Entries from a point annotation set
┌────────
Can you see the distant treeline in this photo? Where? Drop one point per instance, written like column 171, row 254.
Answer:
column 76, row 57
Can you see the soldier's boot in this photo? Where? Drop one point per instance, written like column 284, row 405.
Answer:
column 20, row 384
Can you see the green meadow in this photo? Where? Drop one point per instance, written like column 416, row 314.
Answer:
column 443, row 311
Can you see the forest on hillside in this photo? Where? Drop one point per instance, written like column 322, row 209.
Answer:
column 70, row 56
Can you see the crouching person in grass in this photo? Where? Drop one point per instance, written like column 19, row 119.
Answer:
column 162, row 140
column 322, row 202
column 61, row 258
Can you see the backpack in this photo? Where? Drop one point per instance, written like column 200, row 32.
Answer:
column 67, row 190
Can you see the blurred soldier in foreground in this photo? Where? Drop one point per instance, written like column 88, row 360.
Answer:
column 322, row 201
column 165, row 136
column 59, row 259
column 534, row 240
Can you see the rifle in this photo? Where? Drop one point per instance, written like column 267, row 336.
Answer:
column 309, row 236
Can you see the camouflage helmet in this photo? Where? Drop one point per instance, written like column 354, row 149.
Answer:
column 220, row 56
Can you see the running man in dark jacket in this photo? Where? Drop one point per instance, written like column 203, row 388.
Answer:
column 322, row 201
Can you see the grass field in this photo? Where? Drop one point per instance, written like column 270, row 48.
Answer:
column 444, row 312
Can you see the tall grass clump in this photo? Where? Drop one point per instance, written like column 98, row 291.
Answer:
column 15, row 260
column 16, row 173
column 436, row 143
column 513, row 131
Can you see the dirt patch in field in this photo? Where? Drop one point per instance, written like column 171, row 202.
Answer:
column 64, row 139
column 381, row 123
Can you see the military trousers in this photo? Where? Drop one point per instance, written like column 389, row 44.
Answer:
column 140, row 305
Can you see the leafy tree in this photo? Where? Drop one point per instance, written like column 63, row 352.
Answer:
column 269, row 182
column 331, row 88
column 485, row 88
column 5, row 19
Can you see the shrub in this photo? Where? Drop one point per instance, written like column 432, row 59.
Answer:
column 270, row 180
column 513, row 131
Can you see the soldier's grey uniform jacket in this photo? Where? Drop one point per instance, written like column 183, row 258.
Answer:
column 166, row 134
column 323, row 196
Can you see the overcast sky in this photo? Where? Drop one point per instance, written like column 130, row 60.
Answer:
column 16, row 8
└────────
Rewrite all of the lines above with "Mark one point for each instance" substituted for "Drop one point per instance" throughout, changing nothing else.

Can you see the distant treeline in this photo? Where? Mark one point for each instance, written like column 171, row 254.
Answer:
column 76, row 57
Can you see the soldier's boot in this photo? Where? Mark one point for each instance, written like column 284, row 405.
Answer:
column 20, row 384
Can you see the green meadow in this photo? Where? Mark one point for each instance, written like column 416, row 314.
Answer:
column 443, row 311
Can you see the forest on hillside in this photo? Where? Mark one point for each instance, written like column 322, row 209.
Answer:
column 70, row 56
Can you see the crouching person in grass in this photo? Where? Mark one point for each instance, written like column 19, row 119.
Answer:
column 162, row 140
column 322, row 202
column 61, row 258
Can you see the backpack in this photo? Where? Mark one point for each instance, written like column 200, row 32.
Answer:
column 67, row 190
Can you see the blurred soldier in foreground in this photo? Where? Mark one point for each instance, written like column 88, row 360.
Answer:
column 322, row 201
column 165, row 136
column 59, row 259
column 534, row 240
Can you see the rifle in this photo? Where? Mark one point for each instance, written like column 267, row 336.
Answer:
column 309, row 236
Can you see the camouflage helmet in this photo? Where? Mark one point for each instance, written like column 354, row 149.
Answer:
column 220, row 56
Can you see the running man in dark jacket in this photo? Where? Mark one point for each instance, written like column 203, row 388.
Answer:
column 322, row 201
Can you see the grass field in this photo? Where? Mark one point for each instance, written like column 270, row 48.
Answer:
column 444, row 312
Can you see the tall grass clump in this photo? Where? Mark one point for each instance, written like column 98, row 291.
Answer:
column 15, row 260
column 16, row 173
column 436, row 143
column 513, row 131
Can you see the dirt patch in field in this photo? Where? Mark one point for each instance, written like column 171, row 202.
Answer:
column 64, row 139
column 381, row 123
Can you see the military trousers in this photo? Where? Mark one point for each instance, written like column 389, row 44.
Answer:
column 140, row 305
Can you see the leafy tree in this photo? Where? Mark one point for each instance, written like column 63, row 352.
Answer:
column 269, row 182
column 331, row 88
column 485, row 88
column 5, row 19
Can you see the shrub in this photo? Where? Mark one point for each instance, written like column 432, row 59.
Answer:
column 270, row 180
column 513, row 131
Can you see the soldier's grey uniform jacket in this photo? Where? Mark one point for each instance, written like column 183, row 258.
Answer:
column 166, row 134
column 323, row 196
Can you see the overcast sky in this photo? Where? Mark one point for each instance, written like column 130, row 60.
Answer:
column 16, row 8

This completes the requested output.